Zitierter Text
###

Eine knifflige Aufgabe für die ehrenamtlichen »Schrauber«: Bei diesem spontan vorbeigebrachten Fahrrad mussten die richtigen Ersatzspeichen gefunden werden. Foto: Thomas Seifert
Eine knifflige Aufgabe für die ehrenamtlichen »Schrauber«: Bei diesem spontan vorbeigebrachten Fahrrad mussten die richtigen Ersatzspeichen gefunden werden. Foto: Thomas Seifert

Schöneck. Es wehte am Samstagvormittag ein kalter Wind durch den Kilianstädter Rathaushof, was aber die ehrenamtlichen Aktiven der Fahrradwerkstatt des Repair-Cafés Schöneck und einige »Kunden« nicht abhielt, die mitgebrachten Zweiräder einer gründlichen Frühjahrskur für Fahrräder zu unterziehen.

###

Material zur Aufgabe
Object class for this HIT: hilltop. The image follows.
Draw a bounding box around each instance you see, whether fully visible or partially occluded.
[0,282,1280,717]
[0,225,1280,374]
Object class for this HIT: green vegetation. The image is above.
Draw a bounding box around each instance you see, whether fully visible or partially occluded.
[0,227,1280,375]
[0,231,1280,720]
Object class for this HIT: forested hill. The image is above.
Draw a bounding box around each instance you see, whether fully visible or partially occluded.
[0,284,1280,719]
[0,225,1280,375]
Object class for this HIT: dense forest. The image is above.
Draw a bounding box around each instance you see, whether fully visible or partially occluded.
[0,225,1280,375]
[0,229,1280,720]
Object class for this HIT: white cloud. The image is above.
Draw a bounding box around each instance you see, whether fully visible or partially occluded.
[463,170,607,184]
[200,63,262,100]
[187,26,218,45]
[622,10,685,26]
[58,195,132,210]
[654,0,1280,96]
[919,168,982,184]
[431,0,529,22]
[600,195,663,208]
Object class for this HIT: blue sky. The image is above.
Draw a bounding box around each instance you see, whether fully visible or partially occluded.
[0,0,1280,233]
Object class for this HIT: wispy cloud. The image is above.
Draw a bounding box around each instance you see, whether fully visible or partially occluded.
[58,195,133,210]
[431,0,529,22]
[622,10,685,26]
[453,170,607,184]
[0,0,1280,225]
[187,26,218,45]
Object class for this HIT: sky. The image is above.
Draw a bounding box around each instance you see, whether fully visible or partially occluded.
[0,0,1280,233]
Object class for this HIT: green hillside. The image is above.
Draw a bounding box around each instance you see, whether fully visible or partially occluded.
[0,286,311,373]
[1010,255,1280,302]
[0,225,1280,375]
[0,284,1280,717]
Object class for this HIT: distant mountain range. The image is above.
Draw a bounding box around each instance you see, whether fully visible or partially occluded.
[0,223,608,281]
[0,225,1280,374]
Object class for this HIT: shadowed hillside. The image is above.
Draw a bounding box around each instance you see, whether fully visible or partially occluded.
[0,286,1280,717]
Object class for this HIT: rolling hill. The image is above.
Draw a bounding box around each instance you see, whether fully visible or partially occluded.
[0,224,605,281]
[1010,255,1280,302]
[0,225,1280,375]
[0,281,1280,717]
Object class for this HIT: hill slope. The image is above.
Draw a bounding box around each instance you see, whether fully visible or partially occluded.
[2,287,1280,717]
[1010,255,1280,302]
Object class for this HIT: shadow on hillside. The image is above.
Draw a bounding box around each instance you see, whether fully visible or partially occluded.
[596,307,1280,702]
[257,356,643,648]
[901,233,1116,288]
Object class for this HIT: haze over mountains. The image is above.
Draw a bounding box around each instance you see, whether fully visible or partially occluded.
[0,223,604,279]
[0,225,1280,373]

###

Aufgaben
1. Übersetze diesen Satz aus dem Text über die Fahrradwerkstatt ins Englische: "Eine knifflige Aufgabe für die ehrenamtlichen »Schrauber«: Bei diesem spontan vorbeigebrachten Fahrrad mussten die richtigen Ersatzspeichen gefunden werden."
2. Wandle einen Teil der Datensätze in eine JSON-Liste von Strings um, ein String pro Zeile, Leerzeilen weggelassen. Beginne bei der Zeile der Datensätze, die "Object class for this HIT: haze" enthält, und höre erst am Ende der Datensätze auf.

Lösungen
1. A tricky job for the volunteer "tinkerers": for this bicycle, brought in on the spur of the moment, the right replacement spokes had to be found.

2.
[
  "Object class for this HIT: haze over mountains. The image is above.",
  "Draw a bounding box around each instance you see, whether fully visible or partially occluded.",
  "[0,223,604,279]",
  "[0,225,1280,373]"
]